* _Problem details_
Transcribe the data below verbatim from the line with "Could you kindly tag the yellow dandelion" to the line with "Could you kindly tag the bee in". Include both of those lines.

Natural language region descriptions:
* * * * *
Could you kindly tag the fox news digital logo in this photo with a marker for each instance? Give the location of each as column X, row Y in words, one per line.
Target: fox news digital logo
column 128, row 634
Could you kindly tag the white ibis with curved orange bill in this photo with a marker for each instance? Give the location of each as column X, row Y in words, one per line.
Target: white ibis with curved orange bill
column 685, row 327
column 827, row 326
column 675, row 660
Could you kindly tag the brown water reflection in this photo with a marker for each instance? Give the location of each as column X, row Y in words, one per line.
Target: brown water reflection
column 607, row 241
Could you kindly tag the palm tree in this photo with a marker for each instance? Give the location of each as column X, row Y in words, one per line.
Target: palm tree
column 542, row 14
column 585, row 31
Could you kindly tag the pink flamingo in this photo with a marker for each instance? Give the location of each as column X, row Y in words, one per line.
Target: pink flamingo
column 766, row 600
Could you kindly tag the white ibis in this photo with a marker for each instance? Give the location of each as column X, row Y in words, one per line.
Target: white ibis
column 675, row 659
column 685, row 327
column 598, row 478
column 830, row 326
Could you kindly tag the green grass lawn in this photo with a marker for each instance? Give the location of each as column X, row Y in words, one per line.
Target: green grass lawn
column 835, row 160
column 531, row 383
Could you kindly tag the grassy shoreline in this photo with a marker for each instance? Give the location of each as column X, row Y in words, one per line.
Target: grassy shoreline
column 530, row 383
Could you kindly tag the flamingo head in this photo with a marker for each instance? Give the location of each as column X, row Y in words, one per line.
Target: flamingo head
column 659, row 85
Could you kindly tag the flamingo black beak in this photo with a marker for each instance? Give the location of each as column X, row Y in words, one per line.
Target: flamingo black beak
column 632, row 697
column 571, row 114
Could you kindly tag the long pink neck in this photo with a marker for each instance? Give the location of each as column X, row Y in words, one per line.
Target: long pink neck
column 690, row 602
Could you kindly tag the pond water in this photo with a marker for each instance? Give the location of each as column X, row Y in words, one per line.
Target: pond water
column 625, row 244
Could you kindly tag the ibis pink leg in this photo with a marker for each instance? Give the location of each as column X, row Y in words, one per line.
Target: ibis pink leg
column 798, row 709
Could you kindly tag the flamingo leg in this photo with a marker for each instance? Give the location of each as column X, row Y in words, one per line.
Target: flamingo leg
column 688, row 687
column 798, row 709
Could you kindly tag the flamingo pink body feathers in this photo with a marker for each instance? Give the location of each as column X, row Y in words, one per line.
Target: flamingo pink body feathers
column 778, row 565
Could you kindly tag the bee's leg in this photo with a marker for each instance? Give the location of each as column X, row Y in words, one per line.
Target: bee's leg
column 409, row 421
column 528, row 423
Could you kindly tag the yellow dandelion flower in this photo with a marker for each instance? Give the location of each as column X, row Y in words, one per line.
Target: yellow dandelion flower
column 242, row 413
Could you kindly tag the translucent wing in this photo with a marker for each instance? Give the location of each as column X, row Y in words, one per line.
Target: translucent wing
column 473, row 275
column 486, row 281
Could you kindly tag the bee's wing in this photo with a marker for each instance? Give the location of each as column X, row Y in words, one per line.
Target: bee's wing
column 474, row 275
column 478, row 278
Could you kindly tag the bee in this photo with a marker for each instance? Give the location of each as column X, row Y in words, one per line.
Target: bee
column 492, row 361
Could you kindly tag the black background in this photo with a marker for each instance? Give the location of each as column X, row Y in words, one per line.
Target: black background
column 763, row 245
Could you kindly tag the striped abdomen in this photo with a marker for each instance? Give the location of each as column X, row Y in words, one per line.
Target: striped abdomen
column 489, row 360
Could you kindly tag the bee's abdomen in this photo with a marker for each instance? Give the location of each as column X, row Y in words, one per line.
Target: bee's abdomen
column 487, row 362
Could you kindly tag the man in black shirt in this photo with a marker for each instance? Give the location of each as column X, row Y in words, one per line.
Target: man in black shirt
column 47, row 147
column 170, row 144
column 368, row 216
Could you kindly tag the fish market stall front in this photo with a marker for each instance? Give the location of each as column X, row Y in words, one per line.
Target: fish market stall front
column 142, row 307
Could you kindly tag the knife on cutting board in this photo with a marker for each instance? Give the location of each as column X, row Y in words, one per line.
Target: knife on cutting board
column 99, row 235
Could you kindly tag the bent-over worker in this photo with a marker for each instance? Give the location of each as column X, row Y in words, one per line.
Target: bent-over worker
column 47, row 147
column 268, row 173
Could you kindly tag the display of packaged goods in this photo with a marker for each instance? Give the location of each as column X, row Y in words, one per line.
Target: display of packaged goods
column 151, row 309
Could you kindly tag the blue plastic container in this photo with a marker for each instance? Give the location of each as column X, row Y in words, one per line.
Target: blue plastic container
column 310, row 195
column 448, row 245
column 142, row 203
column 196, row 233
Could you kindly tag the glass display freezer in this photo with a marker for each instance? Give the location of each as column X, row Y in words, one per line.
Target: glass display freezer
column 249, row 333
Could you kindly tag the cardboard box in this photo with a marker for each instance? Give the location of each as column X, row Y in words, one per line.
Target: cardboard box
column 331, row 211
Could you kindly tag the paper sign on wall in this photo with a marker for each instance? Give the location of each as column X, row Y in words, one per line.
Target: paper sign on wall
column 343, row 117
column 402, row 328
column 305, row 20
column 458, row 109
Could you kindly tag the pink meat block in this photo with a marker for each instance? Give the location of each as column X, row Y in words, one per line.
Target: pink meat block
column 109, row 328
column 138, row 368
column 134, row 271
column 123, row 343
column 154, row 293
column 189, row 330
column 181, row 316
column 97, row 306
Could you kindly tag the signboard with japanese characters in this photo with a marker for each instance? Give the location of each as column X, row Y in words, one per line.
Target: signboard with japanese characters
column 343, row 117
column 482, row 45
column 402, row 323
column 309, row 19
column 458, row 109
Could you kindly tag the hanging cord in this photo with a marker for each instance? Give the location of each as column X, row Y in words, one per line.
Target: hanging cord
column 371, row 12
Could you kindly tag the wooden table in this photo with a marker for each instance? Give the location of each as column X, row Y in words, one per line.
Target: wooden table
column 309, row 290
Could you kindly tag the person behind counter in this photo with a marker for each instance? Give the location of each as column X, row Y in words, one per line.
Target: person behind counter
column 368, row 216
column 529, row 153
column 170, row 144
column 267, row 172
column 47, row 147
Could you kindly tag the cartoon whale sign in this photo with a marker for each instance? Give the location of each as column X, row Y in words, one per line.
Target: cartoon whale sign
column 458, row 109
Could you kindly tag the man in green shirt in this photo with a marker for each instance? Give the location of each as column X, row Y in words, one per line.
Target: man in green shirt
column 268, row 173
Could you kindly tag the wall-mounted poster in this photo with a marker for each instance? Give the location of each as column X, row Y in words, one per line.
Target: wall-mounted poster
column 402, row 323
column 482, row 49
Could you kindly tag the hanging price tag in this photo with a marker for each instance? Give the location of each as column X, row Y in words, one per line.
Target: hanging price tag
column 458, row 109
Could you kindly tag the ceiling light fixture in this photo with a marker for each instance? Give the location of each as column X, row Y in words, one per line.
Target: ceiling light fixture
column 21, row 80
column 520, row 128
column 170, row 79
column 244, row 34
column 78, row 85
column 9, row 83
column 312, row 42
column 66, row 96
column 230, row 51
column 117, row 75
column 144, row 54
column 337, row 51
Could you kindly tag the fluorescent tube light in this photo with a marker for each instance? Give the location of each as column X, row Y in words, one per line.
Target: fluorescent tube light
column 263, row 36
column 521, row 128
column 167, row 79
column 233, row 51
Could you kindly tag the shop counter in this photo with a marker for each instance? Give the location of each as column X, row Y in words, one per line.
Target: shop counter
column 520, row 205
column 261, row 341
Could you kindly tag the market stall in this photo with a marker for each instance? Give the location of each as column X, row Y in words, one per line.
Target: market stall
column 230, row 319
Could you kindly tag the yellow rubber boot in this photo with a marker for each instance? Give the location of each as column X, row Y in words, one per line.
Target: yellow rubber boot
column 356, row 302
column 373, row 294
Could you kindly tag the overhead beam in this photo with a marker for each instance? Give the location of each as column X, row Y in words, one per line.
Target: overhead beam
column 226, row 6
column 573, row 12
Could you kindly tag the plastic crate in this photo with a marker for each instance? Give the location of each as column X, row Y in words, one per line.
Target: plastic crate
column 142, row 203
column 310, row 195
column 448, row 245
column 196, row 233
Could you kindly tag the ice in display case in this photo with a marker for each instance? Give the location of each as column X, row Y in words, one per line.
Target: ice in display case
* * * * *
* _Output below_
Could you kindly tag the yellow dandelion flower in this photo with a marker for each instance? Give the location of each as column X, row Y in words, one per line.
Target: yellow dandelion flower
column 242, row 413
Could you kindly tag the translucent wing in this photo with a marker for each instance? Give the location of each as column X, row Y in words, one per line.
Target: translucent wing
column 473, row 275
column 486, row 281
Could you kindly tag the bee's wing in this photo with a marker for each instance? Give the location of each as column X, row Y in words, one per line.
Target: bee's wing
column 474, row 275
column 478, row 278
Could you kindly tag the bee in this photo with a marker for each instance? Give the location of each as column X, row Y in words, one per line.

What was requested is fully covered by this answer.